I think the problem doctors have with treating obesity is that the solution is not surgical or pharmaceutical in nature. It's educational, and many doctors often neglect that aspect of their practice. Doctors read the standard line: 'eat less, move more', but don't have advice beyond that. It's all rather nebulous advice that leaves patients not knowing what really to do. It's terribly generic as well, idiotic doctors telling every overweight woman to 'just eat 1200 calories per day', when 1200 calories per day is well under BMR and probably impossible to attain adequate nutrition on when consuming a processed food diet.
Doctors need to collectively grow a pair and take a hardline with their patients. No coddling. If you're over-fat, you're abusing your body as bad as, if not more than, a drug addict does. A nutrient dense diet with moderate activity levels is, as best, simply not abusing your body, that's the bar doctors need to set as a minimum.
on September 28, 2013
at 04:15 PM
dont think doctors are equipped to treat obesity, its not a disease its a lifestyle 'disorder'/issue/problem.i imagine the only way doctors can treat obesity is cutting it out or giving you some kind of 'diet' drug or digestive surgery.
this issue is going to need to be addressed at the cultural level. imo the best thing a doctor can do is try to get the patient back to reality by giving them perspective/information.
i side more with the bias against the morbidly obese, unless you have a serious serious medical condition i cant imagine any reason why someone would let themselves get to that kind of weight. imo we shouldnt be equipping hospitals to deal with people the weight of livestock, i have almost no sympathy for extremely overweight individuals.
tl: DR- treating obesity should be done in the psychiatrists office. anyone whos that obese surely has serious physical or mental issues. (protect the doctors!)

Saved entries:
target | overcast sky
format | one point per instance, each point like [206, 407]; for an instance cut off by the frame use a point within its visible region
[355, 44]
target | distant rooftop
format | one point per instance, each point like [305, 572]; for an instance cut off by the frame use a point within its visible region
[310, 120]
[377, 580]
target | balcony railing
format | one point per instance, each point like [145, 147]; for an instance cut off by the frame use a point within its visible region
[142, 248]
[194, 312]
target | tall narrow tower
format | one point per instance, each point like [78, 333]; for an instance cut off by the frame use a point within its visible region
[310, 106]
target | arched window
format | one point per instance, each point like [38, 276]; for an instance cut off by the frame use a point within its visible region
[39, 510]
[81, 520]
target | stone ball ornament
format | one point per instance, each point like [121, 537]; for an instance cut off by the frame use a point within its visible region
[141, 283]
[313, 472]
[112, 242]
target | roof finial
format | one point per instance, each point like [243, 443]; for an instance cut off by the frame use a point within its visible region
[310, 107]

Required actions ->
1. Quote the portion of the obesity discussion that opens with the words "on September 28, 2013" and ends with "giving them perspective/information.".
2. In the obesity discussion, what daily calorie intake does the first commenter say doctors tell every overweight woman to follow?
3. List every method by which, according to the obesity discussion, doctors can treat obesity in the comment that calls it a lifestyle disorder.

Answers for this exercise ->
1.
on September 28, 2013
at 04:15 PM
dont think doctors are equipped to treat obesity, its not a disease its a lifestyle 'disorder'/issue/problem.i imagine the only way doctors can treat obesity is cutting it out or giving you some kind of 'diet' drug or digestive surgery.
this issue is going to need to be addressed at the cultural level. imo the best thing a doctor can do is try to get the patient back to reality by giving them perspective/information.

2. 1200 calories per day.

3.
- Cutting it out
- Giving some kind of "diet" drug
- Digestive surgery